Given passage
** START **

Back in November, when auditions were originally held, I was lucky enough to get the part of Lena (The one I wanted too). The whole idea of having an inner voice to each character interested me in a way (especially with having mine be Eve) and I thought it brought something different to the play. However, this idea was definitely underestimated on how hard it would be to portray convincingly to an audience. Something clicked for Eve and I before our Sheffield Crucible performance, something we hadn't thought of before. With us playing the same character, you would think that our thoughts/feelings/actions would be identical yet we figured this wasn't the case as we discovered that Lena herself led with her heart yet Lena's Inner Voice was solely led by her head. This made Lena's final decision to go chase after Jamie a decision done by herself, then the inner voice realising that this is what she needs so accepted it.
In many ways for me, Connections 2017 has been the most challenging yet as there were many different challenges (and I'm not just talking about Sheffield's power cut). For example, Lena (on paper) seems like your stereotypical "it" girl at school however I soon discovered (with the help of the inner voice) that she goes way deeper than that but her social status at the time is more important to her. Also the fact that there were two people on stage constantly that I couldn't see: Lena's Inner Voice and Jamie's Inner Voice so getting round the logistics of that was interesting.
All in all I have throughly enjoyed Connections 2017 and can't wait for next year!
Well what can i say?


This is my 3rd year doing connections and each year something new gets brought to the table. But the main difference this year compared to all the other years was that there was no kendal. Anyone who has done connections knows how special 1 place can be. However Sheffield brought memories which I think would live with us forever...

"Three" was such a joy to be part mainly because it wasn't about 'War and politics'. The play benefited us as a cast because no joke we are a hilarious bunch of people. For me the character of the narrator really gave me the opportunity in to make a fun and enjoyable character. This was defiantly a challenge as i tend to always be the bad guy or bully for reason which I'll never know. The amount of fun i had being able to play a character cared about peoples attention and always wanted to be in the spotlight was a joy .... hmm sounds like someone i know. To be honest i loved being there boss out of everyone like we established near the end of the process i was Jesus and everyone else my 12 disciples. The whole experience of playing the narrator was a challenge to learn all those lines.

** END **

Collected material
** START **

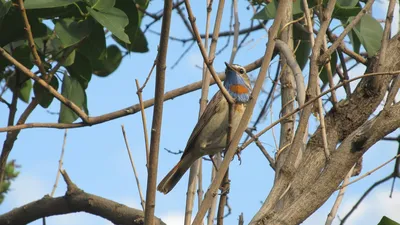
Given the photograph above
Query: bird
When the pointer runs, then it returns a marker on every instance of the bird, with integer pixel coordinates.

** END **

Your instructions
Continue the cast members' reflections on Connections 2017 from the point where they stop.

Response
(2 hours before connections week started) So i was sitting in front of the telly watching Jeremy Kyle and my mum walks in and shes all like "shouldn't you really be learning your lines". Connections week is also a massive highlight to the week, eating cheesy chips everyday from nice nosh was the way forward. All the character building work was so helpful especially as i never had any socialisation with other characters. So a story which defiantly needs to be told is performance day. Friday 31st march was our performance day and well it turned out to be a total black out. Shoutout to Tom Osborne who decided he wasn't just going to be in "Three" but also "zero for the young dudes" with CAPA college. So after a technical rehearsal which got everyone so excited and the pre show buzz had finally arrived there a power cut and the show gets cancelled so were all so annoyed. Me and Alice had being walking around Sheffield since 10 o'clock lost but there always a positive to come out of a bad situation. We decided to have a spontaneous party, nothing better than a BBQ, few drinks and people you love singing along to the Three playlist. Helena using a chicken wing as a microphone must be the funniest thing i've ever seen.

Being part of connections 2016-17 gave me opportunities to explore a different sort of character going out of my comfort zone. Sarah has definitely helped me to be a better actor throughout the experience. Im going to miss performing with everyone else but mainly the people who's last connections it will be. Unlucky for them i cant wait for next year and to anyone thinking "should i do connection?" The answers is YES. BEST EXPERIENCE IN MY TIME AT YEW TREE

Comedy is really hard. As silly as it sounds, that's the thing I'm taking away from connections 2016/17. I think there's an assumption that comedy is easy, and that if you just read the lines with some enthusiasm, you'll have no trouble putting on a great show. And as much as I'd like that to be the case, it turns out that creating a play that's both grounded in truth and yet as funny as it was intended to be is a real test of acting ability. It is testament to the fantastic cast of Three, that they were able to pull of such a tricky task, and I couldn't be prouder of each of them. They've all been on such a journey, and the leap in ability has been astronomical. We've worked together on this project for a good few months now, and I couldn't really ask for anyone better to put on a show with. Special props to my man Sam Mandi-ghomi, as he's the one who's head I've had to live in for the whole process, and he has made that a thoroughly pleasant experience, and as much as it pains me to say it, I have learnt a lot from him and working together on this with him. So yeah, thanks for that mate. All in all, the thing that I think is so important about connections, is that I've done 5 with ytyt, and I'm still learning as much as I did in the first.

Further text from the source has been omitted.